**THE REQUEST**
Each record must be retyped in full. No character may differ.

**DATA IN THIS EXERCISE**
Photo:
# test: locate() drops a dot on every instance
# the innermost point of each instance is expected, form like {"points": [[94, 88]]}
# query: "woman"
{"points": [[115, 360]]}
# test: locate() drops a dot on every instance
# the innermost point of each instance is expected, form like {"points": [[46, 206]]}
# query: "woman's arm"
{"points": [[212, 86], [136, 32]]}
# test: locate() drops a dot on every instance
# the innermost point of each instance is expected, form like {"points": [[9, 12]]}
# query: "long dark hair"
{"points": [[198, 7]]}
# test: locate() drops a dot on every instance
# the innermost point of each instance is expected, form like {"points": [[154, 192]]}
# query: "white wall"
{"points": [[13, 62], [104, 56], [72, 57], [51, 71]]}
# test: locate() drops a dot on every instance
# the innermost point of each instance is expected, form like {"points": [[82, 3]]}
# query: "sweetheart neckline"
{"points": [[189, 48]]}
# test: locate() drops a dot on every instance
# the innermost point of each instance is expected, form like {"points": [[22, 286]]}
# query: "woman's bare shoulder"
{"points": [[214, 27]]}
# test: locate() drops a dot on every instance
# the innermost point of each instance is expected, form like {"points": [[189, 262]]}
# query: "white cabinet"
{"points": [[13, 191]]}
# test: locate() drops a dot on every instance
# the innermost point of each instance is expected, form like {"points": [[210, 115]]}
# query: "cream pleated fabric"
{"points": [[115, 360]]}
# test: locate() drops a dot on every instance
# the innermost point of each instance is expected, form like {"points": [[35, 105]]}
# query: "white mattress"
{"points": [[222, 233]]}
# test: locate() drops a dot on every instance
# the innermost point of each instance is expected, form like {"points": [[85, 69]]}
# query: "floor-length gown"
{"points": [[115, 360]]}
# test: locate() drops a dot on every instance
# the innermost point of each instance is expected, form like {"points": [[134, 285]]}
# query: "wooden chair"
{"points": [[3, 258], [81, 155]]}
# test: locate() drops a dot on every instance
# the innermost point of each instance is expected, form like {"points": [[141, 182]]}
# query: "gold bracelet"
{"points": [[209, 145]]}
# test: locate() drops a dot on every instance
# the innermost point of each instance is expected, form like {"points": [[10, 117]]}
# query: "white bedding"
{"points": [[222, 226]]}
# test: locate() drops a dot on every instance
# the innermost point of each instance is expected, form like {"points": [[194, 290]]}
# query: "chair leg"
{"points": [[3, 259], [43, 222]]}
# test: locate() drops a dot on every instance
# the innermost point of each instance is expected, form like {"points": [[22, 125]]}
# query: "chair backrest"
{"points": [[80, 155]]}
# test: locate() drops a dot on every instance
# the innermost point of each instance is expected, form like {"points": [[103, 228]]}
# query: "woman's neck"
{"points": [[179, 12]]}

**RESULT OF THE TASK**
Photo:
# test: locate() drops a dot on every instance
# the innermost point of each instance is expected, form like {"points": [[94, 88]]}
# query: "woman"
{"points": [[115, 360]]}
# test: locate() drops a dot on every instance
# the innermost point of each instance is expected, form like {"points": [[46, 206]]}
# query: "woman's arm"
{"points": [[212, 86], [136, 32]]}
# test: locate() drops a dot on every instance
# the innermost point of each instance is expected, form like {"points": [[9, 12]]}
# query: "long dark hair"
{"points": [[198, 7]]}
# test: locate() drops a dot on every instance
# the innermost point of each instance is expected, form like {"points": [[154, 192]]}
# query: "white wall"
{"points": [[13, 62], [104, 56], [72, 57], [51, 71]]}
# test: locate() drops a dot on every instance
# the innermost point of each instance is expected, form like {"points": [[82, 3]]}
# query: "sweetheart neckline"
{"points": [[189, 48]]}
# test: locate() drops a dot on every instance
# the innermost point of each instance is expected, form like {"points": [[22, 286]]}
# query: "woman's bare shoulder"
{"points": [[214, 27]]}
# test: locate() drops a dot on every instance
# the innermost point of each instance is expected, form like {"points": [[189, 262]]}
# query: "white cabinet"
{"points": [[13, 191]]}
# test: locate() drops a dot on every instance
# the innermost point of each instance is expected, form like {"points": [[210, 115]]}
# query: "cream pleated fabric"
{"points": [[115, 360]]}
# test: locate() drops a dot on every instance
# the innermost point of each instance is expected, form like {"points": [[35, 105]]}
# query: "white mattress"
{"points": [[222, 233]]}
# test: locate() drops a dot on every instance
# the innermost point of each instance is expected, form like {"points": [[85, 69]]}
# query: "floor-length gown"
{"points": [[115, 360]]}
# test: locate() drops a dot on every instance
# the innermost point of each instance is expected, form like {"points": [[134, 285]]}
# query: "wooden chair"
{"points": [[3, 258], [81, 155]]}
# test: locate() drops a dot on every instance
# the innermost point of each instance is expected, form like {"points": [[141, 182]]}
# query: "gold bracelet"
{"points": [[209, 145]]}
# test: locate() drops a dot on every instance
# the innermost point of each instance is expected, form like {"points": [[10, 117]]}
# query: "white bedding"
{"points": [[222, 226]]}
# test: locate() drops a dot on every instance
# the innermost point of each instance is expected, form like {"points": [[194, 290]]}
# query: "chair leg"
{"points": [[3, 259], [43, 222]]}
# test: locate() drops a dot on every instance
# the innermost point of each instance is expected, form like {"points": [[22, 125]]}
# query: "chair backrest"
{"points": [[80, 155]]}
# test: locate() drops a dot on every instance
# the innermost point of each instance is expected, form like {"points": [[103, 228]]}
# query: "woman's neck"
{"points": [[179, 12]]}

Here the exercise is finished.